- **Task brief**:
Reproduce each line of the material below word for word, with no changes.

+++ Available data

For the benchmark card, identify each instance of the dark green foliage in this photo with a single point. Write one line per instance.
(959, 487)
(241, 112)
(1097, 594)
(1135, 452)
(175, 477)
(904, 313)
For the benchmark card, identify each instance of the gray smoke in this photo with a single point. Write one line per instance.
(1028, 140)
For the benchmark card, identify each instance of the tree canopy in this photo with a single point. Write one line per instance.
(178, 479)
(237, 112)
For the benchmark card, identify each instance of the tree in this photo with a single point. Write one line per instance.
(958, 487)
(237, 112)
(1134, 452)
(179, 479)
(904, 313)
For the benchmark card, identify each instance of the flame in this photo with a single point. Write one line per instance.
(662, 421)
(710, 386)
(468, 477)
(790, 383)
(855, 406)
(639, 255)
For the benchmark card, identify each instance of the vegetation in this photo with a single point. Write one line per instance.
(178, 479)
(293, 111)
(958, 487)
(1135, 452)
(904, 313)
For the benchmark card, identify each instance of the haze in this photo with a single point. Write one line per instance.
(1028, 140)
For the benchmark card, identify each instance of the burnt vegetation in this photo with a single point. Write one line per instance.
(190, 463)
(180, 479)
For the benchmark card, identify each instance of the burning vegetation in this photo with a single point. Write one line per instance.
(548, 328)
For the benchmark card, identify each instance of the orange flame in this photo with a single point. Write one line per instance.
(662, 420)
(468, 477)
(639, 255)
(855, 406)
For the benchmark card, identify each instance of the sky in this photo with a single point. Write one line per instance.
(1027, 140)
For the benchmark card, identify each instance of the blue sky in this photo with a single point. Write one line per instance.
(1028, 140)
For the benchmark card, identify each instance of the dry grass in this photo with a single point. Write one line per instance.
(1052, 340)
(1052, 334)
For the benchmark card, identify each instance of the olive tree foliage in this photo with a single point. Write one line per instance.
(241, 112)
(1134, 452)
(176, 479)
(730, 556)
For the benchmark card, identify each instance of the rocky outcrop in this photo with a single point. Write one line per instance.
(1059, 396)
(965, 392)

++++++

- **Written solution**:
For the benchmark card, identify each instance of the dark green foliage in this photo with a single point. Write one line per instance.
(959, 487)
(241, 112)
(1097, 594)
(1135, 452)
(175, 477)
(904, 313)
For the benchmark card, identify each instance of the gray smoke in this photo with a single point. Write one line per instance.
(1028, 140)
For the benchmark card, identify each instance of the tree canopy in this photo with a single point. Write one line per instance.
(178, 479)
(237, 112)
For the benchmark card, identify each instance of the tree in this photo with a single point. Write one line per instance.
(958, 487)
(237, 112)
(1134, 452)
(179, 479)
(904, 313)
For the benchmark card, identify each instance of the flame in this photo with a single point. Write one line per instance.
(662, 421)
(710, 386)
(468, 477)
(790, 383)
(855, 406)
(639, 255)
For the benchmark card, identify each instance of the vegetation in this photo with a single point. Write one line per instance.
(178, 479)
(293, 111)
(958, 487)
(1135, 452)
(904, 313)
For the benchmark card, identify each instance of the haze in this photo with a single point. Write one line per instance.
(1028, 140)
For the benchmark card, identify each instance of the burnt vegetation in this photo with a single point. Write one line per instance.
(190, 463)
(180, 479)
For the benchmark card, identify each instance of the burning vegetation in this photo with a single point. Write one line per instance.
(548, 328)
For the benchmark card, identify each instance of the orange flame in this photo with a single point. Write one line per instance.
(662, 420)
(468, 477)
(639, 255)
(855, 406)
For the benchmark card, identify each instance of the sky in this photo with a single point. Write one line per instance.
(1027, 140)
For the benchmark card, identify each instance of the blue sky in this photo with a single point. Write one line per instance.
(1028, 140)
For the benchmark card, identify each instance of the dry grass in this photo with a single point. Write one line per instance.
(1052, 340)
(1052, 334)
For the benchmark card, identify each instance of the olive tree foliage in this photo with a single point. Write one line per instance.
(241, 112)
(1134, 452)
(176, 479)
(730, 556)
For the benchmark card, identify each instance of the rocky outcrop in this photo with a single point. Write one line per instance.
(1059, 396)
(965, 392)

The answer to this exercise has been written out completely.